In the essay on culture and abuse, which tribe does Sarah come from?

PAGE EXTRACT |
::::

Culture and tradition should not be an excuse for abuse
by Priscilla Ajiji
In 2009, I was enrolled in my dad’s favorite boarding school. I say favorite because he could simply get an admission by making a phone call to the Headmaster. Why him? Well, that is another day’s story. I quickly made friends with Sarah, she hailed from the Sebei tribe, situated East of Uganda. During one of our class breaks, as Sarah and I were standing by the school canteen chatting about, one of our loud mouthed classmates came over and asked, “Sarah, I heard that girls from your region are “cut” down there,” Unfortunately, I couldn’t figure out what this was about.
“No, I’m not,” Sarah slowly replied.
I had never seen Sarah look so humiliated and afraid to speak before. With the impression that I couldn’t ask such questions without offending her, I started on my journey to find answers.

::::

DATASET ENTRIES |
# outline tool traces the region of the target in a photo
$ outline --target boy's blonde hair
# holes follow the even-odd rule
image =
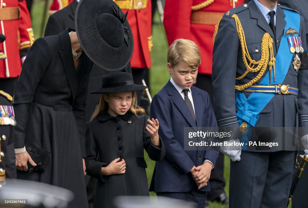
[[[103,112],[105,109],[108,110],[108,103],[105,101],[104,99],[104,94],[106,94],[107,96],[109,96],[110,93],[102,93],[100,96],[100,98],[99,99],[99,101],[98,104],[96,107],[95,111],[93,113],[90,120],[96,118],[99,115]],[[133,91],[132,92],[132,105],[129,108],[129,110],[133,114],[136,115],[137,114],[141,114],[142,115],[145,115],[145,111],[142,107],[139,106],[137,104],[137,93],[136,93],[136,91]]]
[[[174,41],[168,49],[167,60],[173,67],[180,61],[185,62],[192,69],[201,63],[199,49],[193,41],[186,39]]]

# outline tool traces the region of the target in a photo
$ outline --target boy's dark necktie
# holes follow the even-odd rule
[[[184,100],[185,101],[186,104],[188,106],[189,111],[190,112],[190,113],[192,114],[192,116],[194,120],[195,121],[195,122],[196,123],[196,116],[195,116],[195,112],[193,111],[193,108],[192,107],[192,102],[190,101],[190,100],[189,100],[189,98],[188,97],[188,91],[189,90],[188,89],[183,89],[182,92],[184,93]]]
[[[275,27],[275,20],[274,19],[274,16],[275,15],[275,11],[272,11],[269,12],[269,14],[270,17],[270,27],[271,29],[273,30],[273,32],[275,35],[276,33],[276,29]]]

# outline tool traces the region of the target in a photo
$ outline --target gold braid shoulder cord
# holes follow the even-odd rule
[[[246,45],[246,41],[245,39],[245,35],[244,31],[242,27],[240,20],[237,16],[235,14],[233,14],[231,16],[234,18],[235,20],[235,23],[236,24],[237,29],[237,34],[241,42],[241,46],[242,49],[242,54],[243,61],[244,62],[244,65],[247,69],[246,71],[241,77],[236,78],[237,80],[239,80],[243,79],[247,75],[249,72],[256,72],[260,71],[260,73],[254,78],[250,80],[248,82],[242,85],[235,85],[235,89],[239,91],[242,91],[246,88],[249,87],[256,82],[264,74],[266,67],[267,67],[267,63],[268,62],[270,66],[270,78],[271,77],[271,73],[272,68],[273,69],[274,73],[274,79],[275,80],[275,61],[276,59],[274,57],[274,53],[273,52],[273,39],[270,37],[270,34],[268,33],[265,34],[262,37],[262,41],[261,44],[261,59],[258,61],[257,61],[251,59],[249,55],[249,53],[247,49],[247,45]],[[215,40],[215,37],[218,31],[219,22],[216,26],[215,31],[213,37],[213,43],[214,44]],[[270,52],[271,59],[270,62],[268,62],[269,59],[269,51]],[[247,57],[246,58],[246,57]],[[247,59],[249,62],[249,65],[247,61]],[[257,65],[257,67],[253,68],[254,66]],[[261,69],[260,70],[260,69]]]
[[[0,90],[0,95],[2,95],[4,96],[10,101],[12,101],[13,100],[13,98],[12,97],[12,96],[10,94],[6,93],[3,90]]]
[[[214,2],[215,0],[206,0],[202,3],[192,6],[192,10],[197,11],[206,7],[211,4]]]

::::

ANSWER AREA |
The Sebei tribe